- **Task requirements**: Reproduce the listing verbatim through the line with "Target: damaged car".

- **Exercise input**:

_ _ _ _ _

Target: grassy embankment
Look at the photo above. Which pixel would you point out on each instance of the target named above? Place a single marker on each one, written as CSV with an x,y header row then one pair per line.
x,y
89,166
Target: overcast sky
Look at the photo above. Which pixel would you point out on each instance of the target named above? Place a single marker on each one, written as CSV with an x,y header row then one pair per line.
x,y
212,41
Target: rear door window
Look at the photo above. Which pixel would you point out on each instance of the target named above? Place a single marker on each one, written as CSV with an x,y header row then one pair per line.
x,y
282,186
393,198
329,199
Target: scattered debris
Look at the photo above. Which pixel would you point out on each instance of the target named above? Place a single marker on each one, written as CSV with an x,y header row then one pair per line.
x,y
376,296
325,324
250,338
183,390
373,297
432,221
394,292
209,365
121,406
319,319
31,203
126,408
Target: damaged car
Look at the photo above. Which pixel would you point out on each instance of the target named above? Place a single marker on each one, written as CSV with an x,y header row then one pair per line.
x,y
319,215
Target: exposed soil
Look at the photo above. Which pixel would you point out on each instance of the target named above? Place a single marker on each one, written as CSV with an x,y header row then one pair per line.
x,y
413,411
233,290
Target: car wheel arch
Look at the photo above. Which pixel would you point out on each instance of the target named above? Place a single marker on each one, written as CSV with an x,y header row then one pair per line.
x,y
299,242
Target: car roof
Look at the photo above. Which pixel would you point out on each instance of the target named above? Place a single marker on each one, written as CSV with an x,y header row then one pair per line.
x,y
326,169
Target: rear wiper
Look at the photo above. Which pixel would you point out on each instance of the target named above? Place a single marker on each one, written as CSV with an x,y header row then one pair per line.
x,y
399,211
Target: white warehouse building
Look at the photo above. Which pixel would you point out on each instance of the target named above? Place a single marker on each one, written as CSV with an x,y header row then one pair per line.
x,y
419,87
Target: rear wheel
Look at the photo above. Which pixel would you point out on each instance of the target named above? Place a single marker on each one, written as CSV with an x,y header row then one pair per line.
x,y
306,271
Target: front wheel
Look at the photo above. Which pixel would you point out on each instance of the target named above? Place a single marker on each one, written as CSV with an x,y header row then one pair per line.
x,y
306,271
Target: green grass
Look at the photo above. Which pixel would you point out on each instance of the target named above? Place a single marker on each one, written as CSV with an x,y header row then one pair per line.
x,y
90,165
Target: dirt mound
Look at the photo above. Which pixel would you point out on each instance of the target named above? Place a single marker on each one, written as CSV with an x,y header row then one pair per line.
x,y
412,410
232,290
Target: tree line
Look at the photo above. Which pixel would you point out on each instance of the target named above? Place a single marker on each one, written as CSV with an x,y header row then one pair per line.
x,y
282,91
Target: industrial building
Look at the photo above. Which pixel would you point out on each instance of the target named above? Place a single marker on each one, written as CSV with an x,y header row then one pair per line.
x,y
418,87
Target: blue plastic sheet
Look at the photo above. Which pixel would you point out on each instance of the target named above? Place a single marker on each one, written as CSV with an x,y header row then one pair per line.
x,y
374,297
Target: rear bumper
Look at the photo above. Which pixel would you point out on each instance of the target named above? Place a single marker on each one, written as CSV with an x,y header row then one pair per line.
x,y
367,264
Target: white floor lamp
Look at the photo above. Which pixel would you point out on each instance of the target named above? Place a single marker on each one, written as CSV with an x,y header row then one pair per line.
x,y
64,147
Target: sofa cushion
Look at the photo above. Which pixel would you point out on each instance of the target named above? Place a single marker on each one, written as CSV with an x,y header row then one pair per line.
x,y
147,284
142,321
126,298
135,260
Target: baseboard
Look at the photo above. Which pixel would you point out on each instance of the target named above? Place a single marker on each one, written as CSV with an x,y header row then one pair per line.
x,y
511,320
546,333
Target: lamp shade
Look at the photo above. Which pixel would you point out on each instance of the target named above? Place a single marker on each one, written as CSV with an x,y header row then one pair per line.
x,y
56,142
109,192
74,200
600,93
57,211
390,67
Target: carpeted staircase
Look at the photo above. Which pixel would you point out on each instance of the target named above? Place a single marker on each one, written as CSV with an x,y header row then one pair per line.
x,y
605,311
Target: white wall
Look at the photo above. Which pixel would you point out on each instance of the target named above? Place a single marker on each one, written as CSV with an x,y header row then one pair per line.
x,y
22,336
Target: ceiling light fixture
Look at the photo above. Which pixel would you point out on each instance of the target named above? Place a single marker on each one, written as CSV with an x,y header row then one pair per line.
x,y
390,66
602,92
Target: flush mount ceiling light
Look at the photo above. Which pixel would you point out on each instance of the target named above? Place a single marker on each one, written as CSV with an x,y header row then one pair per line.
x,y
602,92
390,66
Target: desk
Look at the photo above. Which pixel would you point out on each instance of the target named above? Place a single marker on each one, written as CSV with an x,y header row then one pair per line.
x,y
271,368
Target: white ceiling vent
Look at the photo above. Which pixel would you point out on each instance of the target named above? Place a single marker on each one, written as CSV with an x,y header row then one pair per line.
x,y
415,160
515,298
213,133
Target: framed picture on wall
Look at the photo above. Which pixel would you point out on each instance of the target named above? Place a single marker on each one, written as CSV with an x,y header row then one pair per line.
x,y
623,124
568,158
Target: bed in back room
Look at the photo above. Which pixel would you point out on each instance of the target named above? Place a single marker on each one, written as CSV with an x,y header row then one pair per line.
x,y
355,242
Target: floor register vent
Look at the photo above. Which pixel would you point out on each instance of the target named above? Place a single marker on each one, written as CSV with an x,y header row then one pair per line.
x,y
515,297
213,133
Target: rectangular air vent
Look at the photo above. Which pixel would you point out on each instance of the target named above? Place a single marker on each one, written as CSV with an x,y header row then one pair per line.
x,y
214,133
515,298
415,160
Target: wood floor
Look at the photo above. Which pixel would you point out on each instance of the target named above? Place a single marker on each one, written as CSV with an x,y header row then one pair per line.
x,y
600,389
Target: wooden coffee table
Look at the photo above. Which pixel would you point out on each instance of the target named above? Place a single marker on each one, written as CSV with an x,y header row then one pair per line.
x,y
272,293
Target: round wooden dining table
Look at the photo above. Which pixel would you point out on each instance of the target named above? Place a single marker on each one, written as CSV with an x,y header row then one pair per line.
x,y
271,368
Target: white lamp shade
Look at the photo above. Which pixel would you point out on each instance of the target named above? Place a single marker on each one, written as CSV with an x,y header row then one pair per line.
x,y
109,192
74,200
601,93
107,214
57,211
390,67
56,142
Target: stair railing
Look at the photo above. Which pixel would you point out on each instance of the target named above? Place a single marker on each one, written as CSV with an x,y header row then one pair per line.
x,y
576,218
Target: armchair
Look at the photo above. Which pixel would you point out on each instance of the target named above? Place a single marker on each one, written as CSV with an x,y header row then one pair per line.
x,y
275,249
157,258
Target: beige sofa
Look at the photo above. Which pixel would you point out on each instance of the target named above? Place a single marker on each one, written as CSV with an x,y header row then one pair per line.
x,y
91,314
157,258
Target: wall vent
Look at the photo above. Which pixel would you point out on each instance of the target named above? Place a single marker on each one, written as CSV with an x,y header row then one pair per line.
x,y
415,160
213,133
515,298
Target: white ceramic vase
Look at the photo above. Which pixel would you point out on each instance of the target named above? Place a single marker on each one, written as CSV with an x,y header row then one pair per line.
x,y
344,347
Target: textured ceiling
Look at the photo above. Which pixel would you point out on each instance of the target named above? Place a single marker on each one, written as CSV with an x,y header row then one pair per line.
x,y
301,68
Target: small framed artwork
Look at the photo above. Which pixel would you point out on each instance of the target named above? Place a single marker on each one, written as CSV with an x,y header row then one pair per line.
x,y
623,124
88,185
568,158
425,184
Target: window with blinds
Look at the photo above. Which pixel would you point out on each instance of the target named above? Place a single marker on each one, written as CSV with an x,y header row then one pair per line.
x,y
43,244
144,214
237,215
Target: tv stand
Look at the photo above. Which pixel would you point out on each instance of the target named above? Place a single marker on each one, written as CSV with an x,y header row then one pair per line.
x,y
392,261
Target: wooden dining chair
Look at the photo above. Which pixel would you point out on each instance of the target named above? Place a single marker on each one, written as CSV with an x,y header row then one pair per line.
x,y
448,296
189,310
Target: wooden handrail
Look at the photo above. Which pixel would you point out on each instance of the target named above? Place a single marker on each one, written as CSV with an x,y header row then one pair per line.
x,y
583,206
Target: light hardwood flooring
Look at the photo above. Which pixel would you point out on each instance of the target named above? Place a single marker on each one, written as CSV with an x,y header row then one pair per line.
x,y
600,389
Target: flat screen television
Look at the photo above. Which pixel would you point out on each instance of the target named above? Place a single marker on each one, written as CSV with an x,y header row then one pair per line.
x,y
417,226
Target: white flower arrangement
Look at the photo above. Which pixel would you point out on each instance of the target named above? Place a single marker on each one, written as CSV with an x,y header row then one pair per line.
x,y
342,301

_ _ _ _ _

- **Completed exercise**:
Target: grassy embankment
Look at the photo above. Which pixel would you point out on each instance of the target named above? Place a single marker on each one, written as CSV with an x,y header row then one pair per line.
x,y
89,166
Target: overcast sky
Look at the photo above. Which pixel would you point out on each instance of the target named above? Place a single marker on each one, written as CSV with an x,y header row then one pair per line.
x,y
212,41
Target: rear door window
Look at the photo above. Which pixel would you point out on each instance of the target named above? Place a single marker on each one, written as CSV with an x,y header row then one pair per line.
x,y
282,186
393,198
329,199
Target: scattered debris
Look at the photo above. Which pixel would you point out on each instance of the target named above? Place a single marker on each one, written as CSV with an x,y header row then one pair per line.
x,y
376,296
325,324
250,338
183,390
373,297
432,221
394,292
209,365
121,406
319,319
31,203
126,408
Target: damaged car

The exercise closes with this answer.